Dataset extract:
>>>>
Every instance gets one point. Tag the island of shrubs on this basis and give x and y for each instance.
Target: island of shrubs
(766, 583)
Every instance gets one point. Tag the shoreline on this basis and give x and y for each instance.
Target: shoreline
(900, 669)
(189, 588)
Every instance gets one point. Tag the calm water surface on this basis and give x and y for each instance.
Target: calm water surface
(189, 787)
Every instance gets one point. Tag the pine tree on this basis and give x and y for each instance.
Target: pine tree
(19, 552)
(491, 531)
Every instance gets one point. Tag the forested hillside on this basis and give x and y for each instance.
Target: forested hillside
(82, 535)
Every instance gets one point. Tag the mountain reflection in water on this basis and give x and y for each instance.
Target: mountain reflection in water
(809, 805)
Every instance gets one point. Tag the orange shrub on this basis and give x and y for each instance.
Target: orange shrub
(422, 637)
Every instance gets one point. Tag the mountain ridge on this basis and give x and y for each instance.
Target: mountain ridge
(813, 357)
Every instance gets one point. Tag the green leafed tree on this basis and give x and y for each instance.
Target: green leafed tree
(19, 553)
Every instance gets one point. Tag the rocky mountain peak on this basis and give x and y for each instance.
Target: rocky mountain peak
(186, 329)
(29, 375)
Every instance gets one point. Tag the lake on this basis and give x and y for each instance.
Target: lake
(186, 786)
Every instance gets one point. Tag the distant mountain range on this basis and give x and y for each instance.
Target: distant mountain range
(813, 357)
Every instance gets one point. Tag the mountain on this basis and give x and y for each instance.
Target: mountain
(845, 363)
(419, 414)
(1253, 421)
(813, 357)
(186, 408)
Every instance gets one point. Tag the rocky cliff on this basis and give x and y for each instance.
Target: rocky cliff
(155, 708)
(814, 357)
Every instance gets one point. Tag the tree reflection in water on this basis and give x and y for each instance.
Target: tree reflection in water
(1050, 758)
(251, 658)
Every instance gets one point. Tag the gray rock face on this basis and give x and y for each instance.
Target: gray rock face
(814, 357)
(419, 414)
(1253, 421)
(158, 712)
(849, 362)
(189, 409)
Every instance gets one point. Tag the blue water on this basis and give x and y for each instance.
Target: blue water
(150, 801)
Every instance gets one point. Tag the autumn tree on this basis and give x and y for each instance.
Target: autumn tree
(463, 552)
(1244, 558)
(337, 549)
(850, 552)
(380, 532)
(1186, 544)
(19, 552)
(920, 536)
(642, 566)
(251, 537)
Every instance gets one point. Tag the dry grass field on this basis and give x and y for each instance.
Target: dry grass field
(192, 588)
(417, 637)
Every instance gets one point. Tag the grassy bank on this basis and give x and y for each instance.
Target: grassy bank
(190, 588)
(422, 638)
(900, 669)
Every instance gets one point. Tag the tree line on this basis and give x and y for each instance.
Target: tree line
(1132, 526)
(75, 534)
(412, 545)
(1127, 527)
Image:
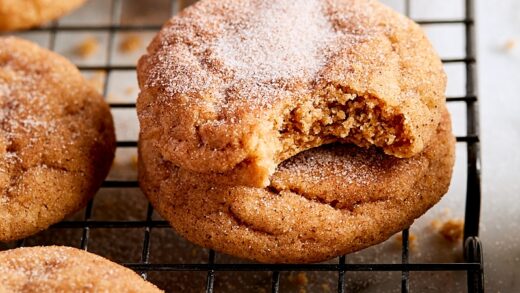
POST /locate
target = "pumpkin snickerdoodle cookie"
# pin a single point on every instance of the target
(321, 203)
(57, 139)
(23, 14)
(235, 87)
(65, 269)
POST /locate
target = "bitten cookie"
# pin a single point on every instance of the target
(321, 203)
(65, 269)
(23, 14)
(238, 86)
(57, 139)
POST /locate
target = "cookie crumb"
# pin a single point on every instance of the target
(133, 161)
(97, 80)
(129, 90)
(325, 288)
(130, 44)
(87, 48)
(412, 240)
(452, 230)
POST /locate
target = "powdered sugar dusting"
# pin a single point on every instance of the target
(283, 39)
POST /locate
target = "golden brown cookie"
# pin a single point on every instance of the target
(236, 87)
(57, 139)
(65, 269)
(23, 14)
(321, 203)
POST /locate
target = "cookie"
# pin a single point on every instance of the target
(57, 139)
(24, 14)
(321, 203)
(65, 269)
(236, 87)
<<<<
Instructions for the task: Tally the lines above that include "cookie"; give only the tally.

Solved exercise: 5